-- begin The records --

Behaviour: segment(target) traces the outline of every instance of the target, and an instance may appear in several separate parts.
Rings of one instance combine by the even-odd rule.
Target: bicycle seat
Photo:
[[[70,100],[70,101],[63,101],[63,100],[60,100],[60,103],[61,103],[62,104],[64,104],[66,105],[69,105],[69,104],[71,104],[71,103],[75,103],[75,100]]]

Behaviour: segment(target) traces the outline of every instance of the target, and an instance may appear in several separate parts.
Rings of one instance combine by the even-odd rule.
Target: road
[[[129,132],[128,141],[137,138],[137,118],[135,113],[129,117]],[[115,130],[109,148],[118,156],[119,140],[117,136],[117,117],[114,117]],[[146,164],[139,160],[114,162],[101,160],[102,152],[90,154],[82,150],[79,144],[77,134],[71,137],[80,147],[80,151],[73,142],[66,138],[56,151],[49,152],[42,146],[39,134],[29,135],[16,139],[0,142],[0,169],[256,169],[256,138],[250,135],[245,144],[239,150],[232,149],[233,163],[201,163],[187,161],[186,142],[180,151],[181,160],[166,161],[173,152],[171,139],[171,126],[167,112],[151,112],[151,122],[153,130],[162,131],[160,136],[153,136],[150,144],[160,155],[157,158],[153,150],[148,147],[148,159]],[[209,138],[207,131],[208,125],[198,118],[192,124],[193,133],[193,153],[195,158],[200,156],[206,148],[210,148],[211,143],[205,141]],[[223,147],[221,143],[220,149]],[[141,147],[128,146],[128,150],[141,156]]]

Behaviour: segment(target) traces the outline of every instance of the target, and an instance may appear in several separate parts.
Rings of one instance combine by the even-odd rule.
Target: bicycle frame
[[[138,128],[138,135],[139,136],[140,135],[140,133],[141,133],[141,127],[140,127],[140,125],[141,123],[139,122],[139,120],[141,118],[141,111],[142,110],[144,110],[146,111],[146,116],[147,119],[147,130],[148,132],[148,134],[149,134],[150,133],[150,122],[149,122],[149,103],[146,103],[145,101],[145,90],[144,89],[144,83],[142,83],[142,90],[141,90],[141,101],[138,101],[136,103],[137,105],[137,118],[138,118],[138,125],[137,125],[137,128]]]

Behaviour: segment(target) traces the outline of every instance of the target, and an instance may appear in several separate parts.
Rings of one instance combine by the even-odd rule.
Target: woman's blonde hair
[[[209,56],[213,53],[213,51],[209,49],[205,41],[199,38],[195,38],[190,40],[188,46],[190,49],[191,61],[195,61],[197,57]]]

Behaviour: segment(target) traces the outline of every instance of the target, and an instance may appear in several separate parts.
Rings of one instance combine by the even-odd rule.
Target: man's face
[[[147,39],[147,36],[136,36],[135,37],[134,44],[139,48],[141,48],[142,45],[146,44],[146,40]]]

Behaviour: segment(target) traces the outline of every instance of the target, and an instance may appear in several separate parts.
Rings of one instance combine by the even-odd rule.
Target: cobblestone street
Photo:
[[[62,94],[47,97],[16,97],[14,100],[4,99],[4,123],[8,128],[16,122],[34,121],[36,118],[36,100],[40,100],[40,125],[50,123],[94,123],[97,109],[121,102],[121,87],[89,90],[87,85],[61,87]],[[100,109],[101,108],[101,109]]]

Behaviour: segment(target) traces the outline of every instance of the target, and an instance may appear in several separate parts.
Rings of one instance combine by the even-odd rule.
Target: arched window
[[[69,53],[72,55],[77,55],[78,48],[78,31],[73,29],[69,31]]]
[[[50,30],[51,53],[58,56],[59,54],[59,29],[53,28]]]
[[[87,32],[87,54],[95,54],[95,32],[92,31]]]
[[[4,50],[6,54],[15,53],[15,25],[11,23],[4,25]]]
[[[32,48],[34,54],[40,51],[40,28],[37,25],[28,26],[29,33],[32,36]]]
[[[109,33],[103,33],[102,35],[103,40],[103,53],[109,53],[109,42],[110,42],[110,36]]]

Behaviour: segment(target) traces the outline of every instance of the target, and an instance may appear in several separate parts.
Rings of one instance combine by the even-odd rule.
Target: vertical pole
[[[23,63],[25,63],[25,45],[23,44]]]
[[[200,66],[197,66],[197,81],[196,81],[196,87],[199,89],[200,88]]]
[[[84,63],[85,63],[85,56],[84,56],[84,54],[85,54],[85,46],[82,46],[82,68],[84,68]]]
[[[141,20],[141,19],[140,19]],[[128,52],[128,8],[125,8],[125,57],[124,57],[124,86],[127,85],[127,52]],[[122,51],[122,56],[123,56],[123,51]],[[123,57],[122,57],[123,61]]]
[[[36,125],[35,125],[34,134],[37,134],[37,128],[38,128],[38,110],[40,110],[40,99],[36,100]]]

-- end The records --

Instructions for the task:
Take the material above and return all of it exactly.

Solution to this exercise:
Behaviour: segment(target) traces the outline of every instance of the target, and an instance may appear in several separate parts.
Rings of one instance combine by the even-odd rule.
Target: bicycle seat
Photo:
[[[70,100],[70,101],[63,101],[63,100],[60,100],[60,103],[61,103],[62,104],[64,104],[66,105],[69,105],[69,104],[71,104],[71,103],[75,103],[75,100]]]

Behaviour: segment(target) traces the outline of every instance of the target, and an instance may appear in several separate parts.
Rings of one instance combine by the even-odd rule.
Target: road
[[[129,132],[128,141],[137,138],[137,118],[135,113],[129,117]],[[115,130],[109,148],[118,156],[119,140],[117,136],[117,117],[114,117]],[[146,164],[139,160],[114,162],[101,160],[102,152],[90,154],[82,150],[79,144],[77,134],[71,137],[80,147],[80,151],[73,142],[66,138],[56,151],[49,152],[42,146],[39,134],[29,135],[16,139],[0,142],[0,169],[256,169],[256,138],[250,135],[245,144],[239,150],[232,149],[233,163],[201,163],[187,161],[186,142],[180,151],[181,160],[166,161],[173,152],[171,139],[171,126],[167,112],[151,112],[151,122],[153,130],[162,131],[160,136],[153,136],[150,144],[160,155],[157,158],[153,150],[148,147],[148,159]],[[209,138],[207,131],[208,125],[198,118],[192,124],[193,133],[193,153],[195,158],[200,156],[206,148],[210,148],[211,143],[205,141]],[[223,147],[221,143],[220,149]],[[141,147],[128,146],[128,150],[141,156]]]

Behaviour: segment(target) traces the outline of every instance of the target, and an instance may appear in several separate parts.
Rings of one instance combine by the even-odd rule.
Target: bicycle frame
[[[138,128],[138,135],[139,136],[140,135],[140,133],[141,133],[141,127],[140,127],[140,125],[141,123],[139,122],[139,120],[141,118],[141,111],[142,110],[144,110],[146,111],[146,116],[147,119],[147,130],[148,132],[148,134],[149,134],[150,133],[150,122],[149,122],[149,103],[146,103],[145,101],[145,90],[144,89],[144,83],[142,83],[142,90],[141,90],[141,101],[138,101],[136,103],[137,105],[137,118],[138,118],[138,125],[137,125],[137,128]]]

Behaviour: segment(target) traces the outline of every instance of the target, and an instance may appear in several separate parts.
Rings of one instance combine by the even-odd rule.
Target: woman's blonde hair
[[[209,56],[213,53],[213,51],[209,49],[205,41],[199,38],[195,38],[190,40],[188,46],[190,49],[191,61],[195,61],[197,57]]]

Behaviour: segment(target) traces the outline of every instance of the target, and an instance may appear in several separate parts.
Rings of one instance combine by the even-odd rule.
Target: man's face
[[[147,39],[147,36],[136,36],[135,37],[134,44],[139,48],[141,48],[142,45],[146,44],[146,40]]]

Behaviour: segment(target) traces the outline of every instance of the target, and an instance may appear in several separate parts.
Rings of one instance combine by the even-odd rule.
Target: cobblestone street
Photo:
[[[62,94],[47,97],[16,97],[14,100],[4,99],[4,123],[8,128],[16,122],[34,121],[36,118],[36,100],[40,100],[40,125],[50,123],[94,123],[97,109],[121,102],[121,87],[89,90],[87,85],[61,87]],[[100,109],[101,108],[101,109]]]

Behaviour: segment(target) traces the outline of every instance of the target, and an instance may appear in several separate parts.
Rings of one instance combine by the even-odd rule.
Target: arched window
[[[69,53],[72,55],[77,55],[78,48],[78,31],[73,29],[69,31]]]
[[[50,30],[51,53],[58,56],[59,54],[59,29],[53,28]]]
[[[87,32],[87,54],[95,54],[95,32],[92,31]]]
[[[4,50],[6,54],[15,53],[15,25],[11,23],[4,25]]]
[[[32,48],[34,54],[40,51],[40,28],[37,25],[28,26],[29,33],[32,36]]]
[[[109,33],[103,33],[102,35],[103,40],[103,53],[109,53],[109,42],[110,42],[110,36]]]

Behaviour: segment(target) traces the outline of every instance of the target, and an instance may appear in several separate parts.
Rings of one instance combine by the even-odd rule.
Target: vertical pole
[[[23,63],[25,63],[25,45],[23,44]]]
[[[200,66],[197,66],[197,81],[196,81],[196,87],[199,89],[200,88]]]
[[[84,63],[85,63],[85,56],[84,56],[84,54],[85,54],[85,46],[82,46],[82,68],[84,68]]]
[[[141,20],[141,19],[140,19]],[[128,52],[128,8],[125,8],[125,57],[124,57],[124,86],[127,85],[127,52]],[[122,51],[122,56],[123,56],[123,51]],[[123,57],[122,57],[123,61]]]
[[[36,125],[35,125],[34,134],[37,134],[37,128],[38,128],[38,110],[40,110],[40,99],[36,100]]]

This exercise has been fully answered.